■ Goal ■
Count the lines in the records below that contain the string "purple", treating uppercase and lowercase as different. Reply with the number alone.

#### Records ####

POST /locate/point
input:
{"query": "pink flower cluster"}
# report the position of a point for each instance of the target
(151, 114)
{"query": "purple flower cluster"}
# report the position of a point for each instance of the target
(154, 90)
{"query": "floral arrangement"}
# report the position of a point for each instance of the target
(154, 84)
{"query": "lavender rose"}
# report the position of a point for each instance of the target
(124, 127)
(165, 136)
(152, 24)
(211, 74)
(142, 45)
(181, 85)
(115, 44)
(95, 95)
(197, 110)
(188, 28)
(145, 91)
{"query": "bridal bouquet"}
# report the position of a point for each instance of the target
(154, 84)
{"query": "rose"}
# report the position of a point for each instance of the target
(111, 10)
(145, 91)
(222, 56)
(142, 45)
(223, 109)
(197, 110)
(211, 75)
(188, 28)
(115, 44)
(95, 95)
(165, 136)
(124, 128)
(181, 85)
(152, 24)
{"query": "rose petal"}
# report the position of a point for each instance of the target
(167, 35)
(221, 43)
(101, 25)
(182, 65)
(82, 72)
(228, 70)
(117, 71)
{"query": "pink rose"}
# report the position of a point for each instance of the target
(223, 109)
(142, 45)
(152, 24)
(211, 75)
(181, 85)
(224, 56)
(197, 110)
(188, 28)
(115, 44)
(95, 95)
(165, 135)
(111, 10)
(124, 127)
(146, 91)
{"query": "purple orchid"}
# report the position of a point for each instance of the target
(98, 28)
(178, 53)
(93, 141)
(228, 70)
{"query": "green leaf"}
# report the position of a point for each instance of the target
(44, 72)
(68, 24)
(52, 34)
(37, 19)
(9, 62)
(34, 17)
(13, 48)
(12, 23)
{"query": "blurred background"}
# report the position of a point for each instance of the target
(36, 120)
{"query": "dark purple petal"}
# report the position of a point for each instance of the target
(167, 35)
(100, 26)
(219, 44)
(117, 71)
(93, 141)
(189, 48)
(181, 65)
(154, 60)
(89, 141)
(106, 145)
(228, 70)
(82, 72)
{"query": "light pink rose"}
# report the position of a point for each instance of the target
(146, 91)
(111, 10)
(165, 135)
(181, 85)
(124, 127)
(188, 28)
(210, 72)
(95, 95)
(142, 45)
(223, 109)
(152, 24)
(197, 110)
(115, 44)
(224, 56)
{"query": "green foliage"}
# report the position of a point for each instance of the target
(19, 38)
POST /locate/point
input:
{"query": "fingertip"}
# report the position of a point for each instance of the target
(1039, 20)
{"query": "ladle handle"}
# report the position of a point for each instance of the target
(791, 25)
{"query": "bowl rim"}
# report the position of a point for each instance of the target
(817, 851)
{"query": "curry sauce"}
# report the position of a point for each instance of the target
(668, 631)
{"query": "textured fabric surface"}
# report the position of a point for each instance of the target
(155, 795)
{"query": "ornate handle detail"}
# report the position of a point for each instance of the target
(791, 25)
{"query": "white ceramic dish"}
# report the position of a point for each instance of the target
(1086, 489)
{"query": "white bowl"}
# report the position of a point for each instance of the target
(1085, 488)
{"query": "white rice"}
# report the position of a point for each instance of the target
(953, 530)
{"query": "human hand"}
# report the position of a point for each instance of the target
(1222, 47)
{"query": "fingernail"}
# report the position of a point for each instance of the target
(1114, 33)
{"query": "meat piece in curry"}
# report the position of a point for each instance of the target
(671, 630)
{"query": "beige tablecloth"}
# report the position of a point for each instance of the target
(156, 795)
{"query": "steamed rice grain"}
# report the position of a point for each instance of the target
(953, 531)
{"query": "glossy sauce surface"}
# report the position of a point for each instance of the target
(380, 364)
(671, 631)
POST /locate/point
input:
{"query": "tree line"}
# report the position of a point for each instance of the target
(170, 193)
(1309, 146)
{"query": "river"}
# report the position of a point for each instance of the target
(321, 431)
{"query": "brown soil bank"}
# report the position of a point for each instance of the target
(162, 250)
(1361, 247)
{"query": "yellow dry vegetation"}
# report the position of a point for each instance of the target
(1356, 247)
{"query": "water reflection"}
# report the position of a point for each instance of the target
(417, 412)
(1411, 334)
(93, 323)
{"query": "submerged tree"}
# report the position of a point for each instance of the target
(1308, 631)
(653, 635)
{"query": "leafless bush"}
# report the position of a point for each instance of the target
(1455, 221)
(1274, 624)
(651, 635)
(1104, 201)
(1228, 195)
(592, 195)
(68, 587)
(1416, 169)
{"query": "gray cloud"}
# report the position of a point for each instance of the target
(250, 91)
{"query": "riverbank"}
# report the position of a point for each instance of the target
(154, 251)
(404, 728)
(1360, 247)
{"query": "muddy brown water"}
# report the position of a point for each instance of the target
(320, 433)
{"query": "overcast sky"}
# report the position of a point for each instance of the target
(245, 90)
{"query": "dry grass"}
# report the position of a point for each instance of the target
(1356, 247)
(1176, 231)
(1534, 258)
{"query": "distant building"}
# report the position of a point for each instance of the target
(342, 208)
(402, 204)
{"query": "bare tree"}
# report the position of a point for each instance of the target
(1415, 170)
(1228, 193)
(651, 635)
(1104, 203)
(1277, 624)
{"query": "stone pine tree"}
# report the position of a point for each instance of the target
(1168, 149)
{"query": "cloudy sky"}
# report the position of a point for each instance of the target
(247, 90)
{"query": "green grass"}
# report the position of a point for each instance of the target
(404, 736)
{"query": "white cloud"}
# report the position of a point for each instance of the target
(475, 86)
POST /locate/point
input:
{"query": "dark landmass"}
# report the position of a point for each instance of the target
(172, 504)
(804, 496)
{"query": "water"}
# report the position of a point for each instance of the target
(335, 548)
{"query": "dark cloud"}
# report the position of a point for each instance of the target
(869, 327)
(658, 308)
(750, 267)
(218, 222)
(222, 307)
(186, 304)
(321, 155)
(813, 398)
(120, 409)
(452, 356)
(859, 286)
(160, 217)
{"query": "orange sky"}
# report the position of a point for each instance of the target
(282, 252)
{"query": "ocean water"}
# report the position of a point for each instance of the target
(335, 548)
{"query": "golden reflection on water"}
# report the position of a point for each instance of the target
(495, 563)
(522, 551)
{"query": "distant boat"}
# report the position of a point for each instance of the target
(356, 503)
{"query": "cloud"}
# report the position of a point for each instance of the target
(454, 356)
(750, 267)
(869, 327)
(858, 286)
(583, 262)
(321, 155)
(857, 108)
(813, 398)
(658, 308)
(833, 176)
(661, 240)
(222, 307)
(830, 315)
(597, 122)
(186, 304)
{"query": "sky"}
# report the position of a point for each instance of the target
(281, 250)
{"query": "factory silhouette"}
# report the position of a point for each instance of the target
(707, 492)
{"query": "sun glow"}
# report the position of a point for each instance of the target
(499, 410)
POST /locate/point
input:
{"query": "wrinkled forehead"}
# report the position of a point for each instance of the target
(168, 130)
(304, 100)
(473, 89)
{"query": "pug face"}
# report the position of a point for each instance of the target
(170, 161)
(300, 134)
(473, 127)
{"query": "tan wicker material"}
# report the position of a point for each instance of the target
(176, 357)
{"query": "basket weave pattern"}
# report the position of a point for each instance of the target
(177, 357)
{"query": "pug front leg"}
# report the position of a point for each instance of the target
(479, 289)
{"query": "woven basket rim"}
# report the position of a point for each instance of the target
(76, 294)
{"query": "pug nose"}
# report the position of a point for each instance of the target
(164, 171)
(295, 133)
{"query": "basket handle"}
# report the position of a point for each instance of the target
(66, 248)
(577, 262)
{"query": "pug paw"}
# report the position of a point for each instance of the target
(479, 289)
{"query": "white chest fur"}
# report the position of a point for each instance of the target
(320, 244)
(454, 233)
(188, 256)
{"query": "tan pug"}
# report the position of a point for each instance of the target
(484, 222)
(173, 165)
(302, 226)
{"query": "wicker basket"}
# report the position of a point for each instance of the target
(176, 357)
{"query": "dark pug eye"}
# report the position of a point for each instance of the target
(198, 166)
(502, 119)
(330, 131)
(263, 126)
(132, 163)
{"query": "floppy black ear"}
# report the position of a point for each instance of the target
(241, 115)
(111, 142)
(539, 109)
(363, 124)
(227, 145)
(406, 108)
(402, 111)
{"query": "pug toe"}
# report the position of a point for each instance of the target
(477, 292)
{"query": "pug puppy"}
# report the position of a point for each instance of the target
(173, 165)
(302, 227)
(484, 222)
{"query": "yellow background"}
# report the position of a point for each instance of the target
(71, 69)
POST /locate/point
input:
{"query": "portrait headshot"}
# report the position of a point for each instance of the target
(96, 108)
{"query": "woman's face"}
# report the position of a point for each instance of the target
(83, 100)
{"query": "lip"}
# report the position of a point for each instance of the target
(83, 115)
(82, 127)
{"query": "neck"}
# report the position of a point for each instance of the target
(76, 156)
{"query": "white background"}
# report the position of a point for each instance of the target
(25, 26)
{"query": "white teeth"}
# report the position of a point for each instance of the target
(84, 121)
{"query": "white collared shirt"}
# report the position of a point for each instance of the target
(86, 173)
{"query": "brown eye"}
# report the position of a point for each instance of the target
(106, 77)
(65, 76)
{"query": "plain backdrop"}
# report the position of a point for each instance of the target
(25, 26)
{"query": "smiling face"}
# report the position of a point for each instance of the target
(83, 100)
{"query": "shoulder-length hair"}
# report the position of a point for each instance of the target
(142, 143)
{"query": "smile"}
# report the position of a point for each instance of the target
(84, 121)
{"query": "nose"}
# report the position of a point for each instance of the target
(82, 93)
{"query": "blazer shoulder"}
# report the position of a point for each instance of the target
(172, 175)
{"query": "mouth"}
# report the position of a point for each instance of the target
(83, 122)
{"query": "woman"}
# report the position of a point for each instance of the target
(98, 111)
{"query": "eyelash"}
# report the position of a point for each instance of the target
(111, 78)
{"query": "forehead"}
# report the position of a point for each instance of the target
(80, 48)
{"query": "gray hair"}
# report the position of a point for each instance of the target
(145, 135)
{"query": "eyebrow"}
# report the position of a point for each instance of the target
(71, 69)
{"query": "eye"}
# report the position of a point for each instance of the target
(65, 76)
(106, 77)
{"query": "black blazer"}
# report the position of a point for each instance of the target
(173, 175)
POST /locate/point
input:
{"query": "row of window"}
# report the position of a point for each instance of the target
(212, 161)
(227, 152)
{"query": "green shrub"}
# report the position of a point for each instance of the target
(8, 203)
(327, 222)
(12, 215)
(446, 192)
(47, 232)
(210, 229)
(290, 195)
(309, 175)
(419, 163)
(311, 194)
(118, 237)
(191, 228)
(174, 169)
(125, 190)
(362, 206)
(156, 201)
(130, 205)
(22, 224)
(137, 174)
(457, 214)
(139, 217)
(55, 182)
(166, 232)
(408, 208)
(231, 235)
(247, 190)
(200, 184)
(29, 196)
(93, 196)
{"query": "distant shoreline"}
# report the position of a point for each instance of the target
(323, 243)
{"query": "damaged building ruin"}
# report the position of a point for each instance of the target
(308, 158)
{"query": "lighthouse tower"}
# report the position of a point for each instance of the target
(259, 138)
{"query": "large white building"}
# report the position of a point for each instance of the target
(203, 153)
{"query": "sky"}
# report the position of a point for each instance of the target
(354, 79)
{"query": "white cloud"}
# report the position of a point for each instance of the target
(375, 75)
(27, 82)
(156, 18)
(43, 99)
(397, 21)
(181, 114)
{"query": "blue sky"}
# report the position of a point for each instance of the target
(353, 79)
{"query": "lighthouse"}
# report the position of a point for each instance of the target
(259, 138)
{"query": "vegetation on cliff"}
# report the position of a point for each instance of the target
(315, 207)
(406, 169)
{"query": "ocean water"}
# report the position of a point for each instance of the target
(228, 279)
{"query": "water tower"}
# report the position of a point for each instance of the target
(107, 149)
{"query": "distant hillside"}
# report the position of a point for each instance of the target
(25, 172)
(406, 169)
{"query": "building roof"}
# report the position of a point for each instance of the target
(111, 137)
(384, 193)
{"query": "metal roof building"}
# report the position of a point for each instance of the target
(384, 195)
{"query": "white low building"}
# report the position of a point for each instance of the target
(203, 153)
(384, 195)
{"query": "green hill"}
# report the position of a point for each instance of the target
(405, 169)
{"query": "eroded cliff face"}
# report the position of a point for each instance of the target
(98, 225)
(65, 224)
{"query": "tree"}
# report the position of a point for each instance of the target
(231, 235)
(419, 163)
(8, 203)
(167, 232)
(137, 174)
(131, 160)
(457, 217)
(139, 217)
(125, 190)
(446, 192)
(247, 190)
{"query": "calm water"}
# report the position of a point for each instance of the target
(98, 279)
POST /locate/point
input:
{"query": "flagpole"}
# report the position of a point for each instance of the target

####

■ Exercise solution ■
3